(Input material)
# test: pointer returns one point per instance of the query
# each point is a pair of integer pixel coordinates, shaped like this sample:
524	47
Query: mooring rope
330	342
(End Input material)
» Description of the task
Write out the entire listing so that each line matches the original exactly.

» Output below
# test: pointer returns one point per instance of the query
# each point is a pair of integer pixel coordinates, shaped like this sample:
524	47
Query: mooring rope
330	342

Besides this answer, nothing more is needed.